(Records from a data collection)
================

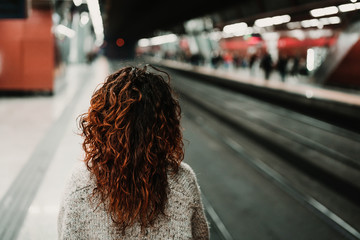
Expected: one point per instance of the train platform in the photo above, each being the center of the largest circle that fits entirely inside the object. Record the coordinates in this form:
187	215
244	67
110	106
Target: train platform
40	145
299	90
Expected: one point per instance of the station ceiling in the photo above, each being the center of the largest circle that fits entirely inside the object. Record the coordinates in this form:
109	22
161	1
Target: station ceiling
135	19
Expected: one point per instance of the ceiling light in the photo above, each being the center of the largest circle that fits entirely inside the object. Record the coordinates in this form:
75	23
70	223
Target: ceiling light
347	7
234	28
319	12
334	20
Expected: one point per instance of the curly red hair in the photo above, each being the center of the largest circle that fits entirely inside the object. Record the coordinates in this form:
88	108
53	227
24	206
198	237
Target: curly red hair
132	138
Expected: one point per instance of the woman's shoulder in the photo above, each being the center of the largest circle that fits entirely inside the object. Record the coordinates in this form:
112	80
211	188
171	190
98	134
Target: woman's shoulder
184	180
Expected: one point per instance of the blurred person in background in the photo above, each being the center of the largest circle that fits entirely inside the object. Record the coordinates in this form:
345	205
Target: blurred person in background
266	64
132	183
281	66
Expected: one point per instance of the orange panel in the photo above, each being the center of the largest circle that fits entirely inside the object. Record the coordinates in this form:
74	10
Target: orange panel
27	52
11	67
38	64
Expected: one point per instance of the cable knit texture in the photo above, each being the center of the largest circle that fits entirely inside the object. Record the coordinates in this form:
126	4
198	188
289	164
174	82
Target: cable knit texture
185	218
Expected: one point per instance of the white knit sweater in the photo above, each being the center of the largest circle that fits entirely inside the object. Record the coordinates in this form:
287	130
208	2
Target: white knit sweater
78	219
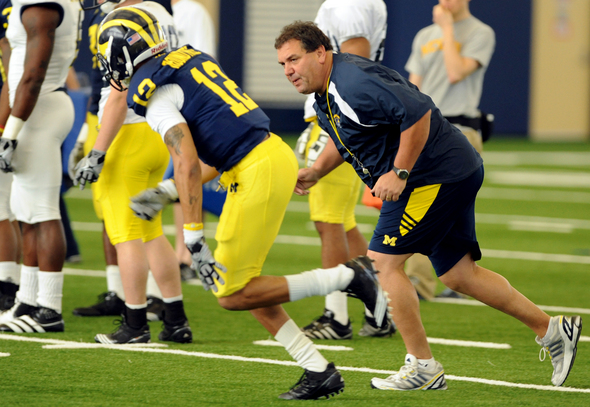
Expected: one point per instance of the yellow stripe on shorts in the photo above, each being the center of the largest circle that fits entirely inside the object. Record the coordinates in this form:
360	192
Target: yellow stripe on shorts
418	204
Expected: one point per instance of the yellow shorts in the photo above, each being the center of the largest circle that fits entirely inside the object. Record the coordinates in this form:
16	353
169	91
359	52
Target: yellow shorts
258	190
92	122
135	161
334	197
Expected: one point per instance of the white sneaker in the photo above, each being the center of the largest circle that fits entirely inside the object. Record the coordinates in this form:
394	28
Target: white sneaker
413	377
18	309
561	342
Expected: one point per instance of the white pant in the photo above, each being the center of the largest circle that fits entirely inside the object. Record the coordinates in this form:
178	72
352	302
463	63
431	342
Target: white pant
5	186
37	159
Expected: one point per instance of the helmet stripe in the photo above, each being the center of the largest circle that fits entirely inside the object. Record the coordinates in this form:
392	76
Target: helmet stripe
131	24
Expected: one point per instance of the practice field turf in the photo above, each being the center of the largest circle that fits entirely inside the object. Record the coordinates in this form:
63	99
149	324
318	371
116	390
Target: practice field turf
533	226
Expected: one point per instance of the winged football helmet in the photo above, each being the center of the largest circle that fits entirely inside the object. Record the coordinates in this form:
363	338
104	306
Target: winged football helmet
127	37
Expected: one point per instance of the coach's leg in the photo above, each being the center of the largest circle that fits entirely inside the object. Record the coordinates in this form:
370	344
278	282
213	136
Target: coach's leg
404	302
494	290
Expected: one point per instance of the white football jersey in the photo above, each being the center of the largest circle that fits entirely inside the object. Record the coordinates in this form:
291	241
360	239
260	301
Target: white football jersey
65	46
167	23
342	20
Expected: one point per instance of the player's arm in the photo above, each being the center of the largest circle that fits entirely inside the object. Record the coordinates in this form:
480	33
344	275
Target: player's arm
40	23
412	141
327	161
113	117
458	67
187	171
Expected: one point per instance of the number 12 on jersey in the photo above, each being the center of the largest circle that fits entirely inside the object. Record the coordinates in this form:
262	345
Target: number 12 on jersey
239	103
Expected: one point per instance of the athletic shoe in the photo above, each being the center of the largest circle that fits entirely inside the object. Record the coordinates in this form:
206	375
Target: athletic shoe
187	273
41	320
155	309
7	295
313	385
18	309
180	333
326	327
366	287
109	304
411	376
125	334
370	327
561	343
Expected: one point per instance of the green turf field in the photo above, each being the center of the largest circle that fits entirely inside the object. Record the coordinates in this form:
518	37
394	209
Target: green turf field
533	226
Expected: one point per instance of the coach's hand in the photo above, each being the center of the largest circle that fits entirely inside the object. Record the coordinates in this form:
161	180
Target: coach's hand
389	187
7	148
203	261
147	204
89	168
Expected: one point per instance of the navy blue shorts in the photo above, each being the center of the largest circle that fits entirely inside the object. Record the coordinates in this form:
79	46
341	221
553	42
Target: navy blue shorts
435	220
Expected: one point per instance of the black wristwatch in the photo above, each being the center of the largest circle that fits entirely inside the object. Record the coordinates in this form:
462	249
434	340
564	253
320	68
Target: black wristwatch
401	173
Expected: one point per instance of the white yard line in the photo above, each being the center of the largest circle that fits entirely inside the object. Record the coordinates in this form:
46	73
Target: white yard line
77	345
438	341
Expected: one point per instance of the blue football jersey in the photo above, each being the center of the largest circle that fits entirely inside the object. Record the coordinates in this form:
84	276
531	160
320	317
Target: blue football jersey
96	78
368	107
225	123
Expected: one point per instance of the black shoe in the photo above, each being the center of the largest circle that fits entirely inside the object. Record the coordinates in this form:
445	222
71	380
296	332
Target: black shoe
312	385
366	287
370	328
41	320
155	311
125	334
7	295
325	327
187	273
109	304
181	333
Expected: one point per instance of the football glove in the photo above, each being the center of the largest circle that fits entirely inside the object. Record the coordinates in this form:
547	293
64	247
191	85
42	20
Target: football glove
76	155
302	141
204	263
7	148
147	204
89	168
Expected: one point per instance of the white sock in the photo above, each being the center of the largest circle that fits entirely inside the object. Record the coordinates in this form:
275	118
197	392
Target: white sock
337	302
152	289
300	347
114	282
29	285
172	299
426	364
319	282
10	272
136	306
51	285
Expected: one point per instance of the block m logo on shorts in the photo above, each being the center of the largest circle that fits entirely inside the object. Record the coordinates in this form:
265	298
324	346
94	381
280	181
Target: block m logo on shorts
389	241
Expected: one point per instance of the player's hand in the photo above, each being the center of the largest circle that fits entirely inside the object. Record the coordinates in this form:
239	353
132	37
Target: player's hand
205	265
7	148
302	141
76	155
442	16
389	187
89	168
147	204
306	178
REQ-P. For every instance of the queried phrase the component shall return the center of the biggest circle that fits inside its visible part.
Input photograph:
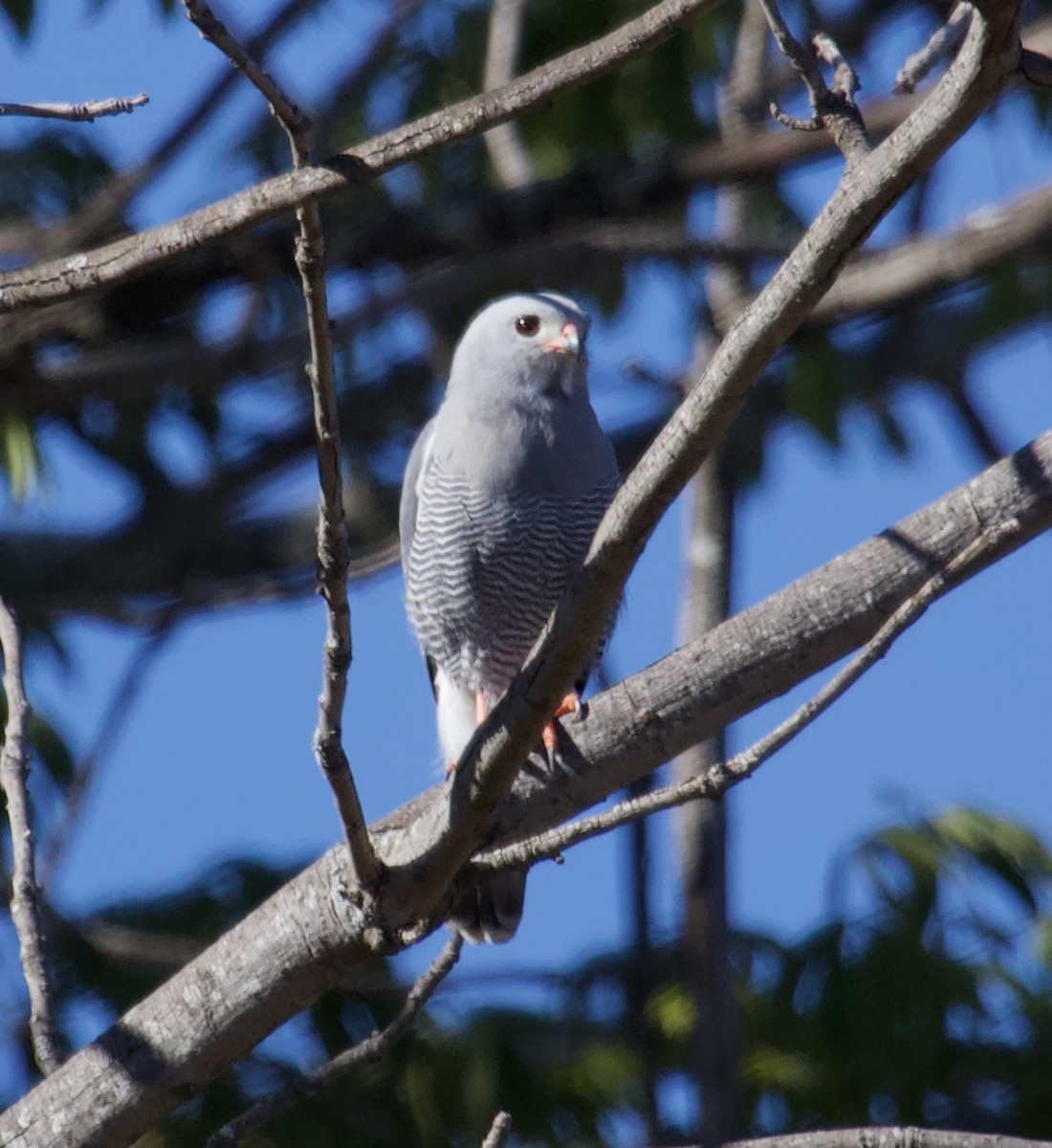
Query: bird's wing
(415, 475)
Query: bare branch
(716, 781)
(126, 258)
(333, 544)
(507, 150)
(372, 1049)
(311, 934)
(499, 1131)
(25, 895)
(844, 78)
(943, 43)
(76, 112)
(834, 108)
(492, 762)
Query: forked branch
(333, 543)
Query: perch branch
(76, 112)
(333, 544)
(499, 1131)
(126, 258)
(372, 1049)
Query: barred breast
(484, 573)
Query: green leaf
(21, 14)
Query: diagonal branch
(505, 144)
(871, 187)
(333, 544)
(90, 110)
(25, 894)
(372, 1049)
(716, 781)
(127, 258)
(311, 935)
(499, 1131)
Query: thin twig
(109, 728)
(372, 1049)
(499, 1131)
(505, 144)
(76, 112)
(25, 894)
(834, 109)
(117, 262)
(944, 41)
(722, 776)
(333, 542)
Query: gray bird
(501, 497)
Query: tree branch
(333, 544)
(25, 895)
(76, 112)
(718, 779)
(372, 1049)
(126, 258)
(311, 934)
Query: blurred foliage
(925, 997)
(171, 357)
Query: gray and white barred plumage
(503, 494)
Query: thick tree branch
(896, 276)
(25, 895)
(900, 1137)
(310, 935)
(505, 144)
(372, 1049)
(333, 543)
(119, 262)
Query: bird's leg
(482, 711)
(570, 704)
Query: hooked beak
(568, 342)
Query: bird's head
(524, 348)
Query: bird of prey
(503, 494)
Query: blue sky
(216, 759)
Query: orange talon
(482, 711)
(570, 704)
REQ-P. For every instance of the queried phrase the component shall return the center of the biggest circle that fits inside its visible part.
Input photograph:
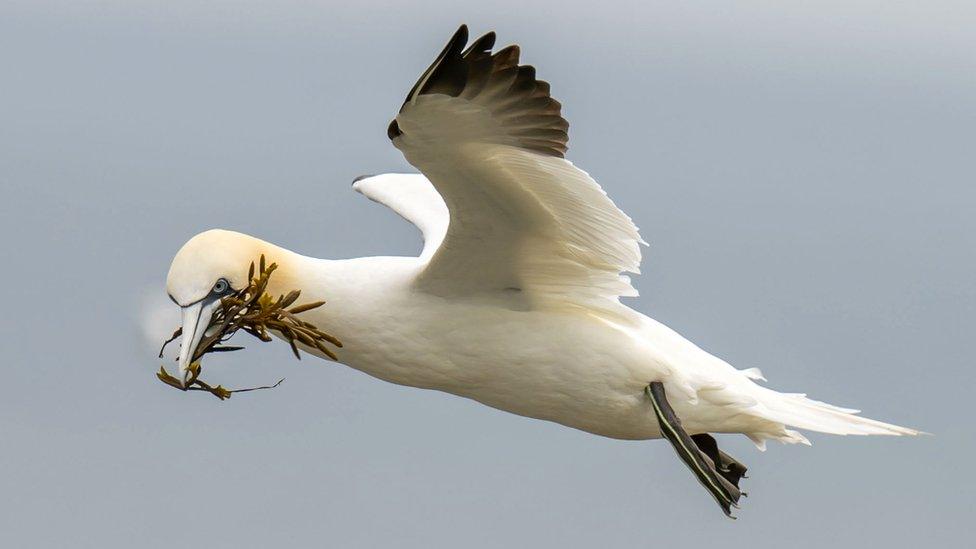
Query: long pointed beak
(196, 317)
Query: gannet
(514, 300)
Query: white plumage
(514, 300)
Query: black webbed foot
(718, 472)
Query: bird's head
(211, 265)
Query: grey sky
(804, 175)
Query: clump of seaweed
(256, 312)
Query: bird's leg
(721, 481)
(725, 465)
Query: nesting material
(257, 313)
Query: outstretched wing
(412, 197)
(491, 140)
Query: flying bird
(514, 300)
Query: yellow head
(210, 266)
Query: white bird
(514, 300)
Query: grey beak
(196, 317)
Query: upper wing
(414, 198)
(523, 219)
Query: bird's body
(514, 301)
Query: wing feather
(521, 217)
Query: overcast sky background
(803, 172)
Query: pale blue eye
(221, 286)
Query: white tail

================

(What to produce)
Copy out word for word the lines that begin with the one containing "Query: overcast sky background" and run through the end of the rows, including both the first and the last line.

(Answer to this task)
Query: overcast sky background
(803, 172)
Query: pale blue eye
(221, 286)
Query: white tail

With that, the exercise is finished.